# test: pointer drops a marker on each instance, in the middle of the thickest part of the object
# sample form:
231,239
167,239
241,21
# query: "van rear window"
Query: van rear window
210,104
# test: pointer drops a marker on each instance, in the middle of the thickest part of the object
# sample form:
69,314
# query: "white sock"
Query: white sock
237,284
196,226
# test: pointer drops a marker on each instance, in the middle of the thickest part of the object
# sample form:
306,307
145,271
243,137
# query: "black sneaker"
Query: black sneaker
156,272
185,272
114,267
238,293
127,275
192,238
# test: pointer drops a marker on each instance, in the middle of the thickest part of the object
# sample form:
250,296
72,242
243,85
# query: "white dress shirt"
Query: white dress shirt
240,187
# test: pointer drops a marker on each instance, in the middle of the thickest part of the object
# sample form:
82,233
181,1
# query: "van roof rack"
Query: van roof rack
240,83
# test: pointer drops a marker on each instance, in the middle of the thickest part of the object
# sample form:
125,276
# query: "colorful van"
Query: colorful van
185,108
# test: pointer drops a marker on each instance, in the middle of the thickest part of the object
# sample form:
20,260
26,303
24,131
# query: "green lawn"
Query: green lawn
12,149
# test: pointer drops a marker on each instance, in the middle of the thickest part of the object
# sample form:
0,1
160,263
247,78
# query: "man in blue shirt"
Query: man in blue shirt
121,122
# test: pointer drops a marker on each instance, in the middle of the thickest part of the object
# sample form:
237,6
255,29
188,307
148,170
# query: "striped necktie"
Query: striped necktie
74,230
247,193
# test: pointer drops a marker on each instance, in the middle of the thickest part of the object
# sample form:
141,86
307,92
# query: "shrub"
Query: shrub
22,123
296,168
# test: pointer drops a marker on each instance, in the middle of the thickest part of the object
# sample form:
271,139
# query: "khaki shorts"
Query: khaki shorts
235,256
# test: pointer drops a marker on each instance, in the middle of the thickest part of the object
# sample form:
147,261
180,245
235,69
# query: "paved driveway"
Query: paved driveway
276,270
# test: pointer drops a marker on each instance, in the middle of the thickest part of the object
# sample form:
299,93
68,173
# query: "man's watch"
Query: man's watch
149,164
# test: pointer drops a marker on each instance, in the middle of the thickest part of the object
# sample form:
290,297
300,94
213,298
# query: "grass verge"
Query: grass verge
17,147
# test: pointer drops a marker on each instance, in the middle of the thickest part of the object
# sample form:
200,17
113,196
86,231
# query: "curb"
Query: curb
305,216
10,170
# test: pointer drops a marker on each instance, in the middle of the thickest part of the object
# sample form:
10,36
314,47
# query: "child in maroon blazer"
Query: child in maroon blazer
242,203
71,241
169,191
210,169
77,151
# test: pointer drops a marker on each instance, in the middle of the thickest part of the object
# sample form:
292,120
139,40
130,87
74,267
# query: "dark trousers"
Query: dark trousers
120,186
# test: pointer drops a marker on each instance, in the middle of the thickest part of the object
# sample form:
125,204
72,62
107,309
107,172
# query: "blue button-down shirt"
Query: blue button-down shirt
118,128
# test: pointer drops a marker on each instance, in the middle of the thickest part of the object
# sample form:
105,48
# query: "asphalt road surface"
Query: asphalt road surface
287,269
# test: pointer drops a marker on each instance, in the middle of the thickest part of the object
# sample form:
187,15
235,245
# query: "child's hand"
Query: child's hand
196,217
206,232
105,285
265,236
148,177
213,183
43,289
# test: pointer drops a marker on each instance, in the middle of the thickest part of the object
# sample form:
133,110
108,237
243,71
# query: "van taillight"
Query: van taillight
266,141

WRITTEN REQUEST:
Pull out every line of the data that contains the word "rack", matching case exactly.

WORKED SOLUTION:
# query: "van roof rack"
Query: van roof rack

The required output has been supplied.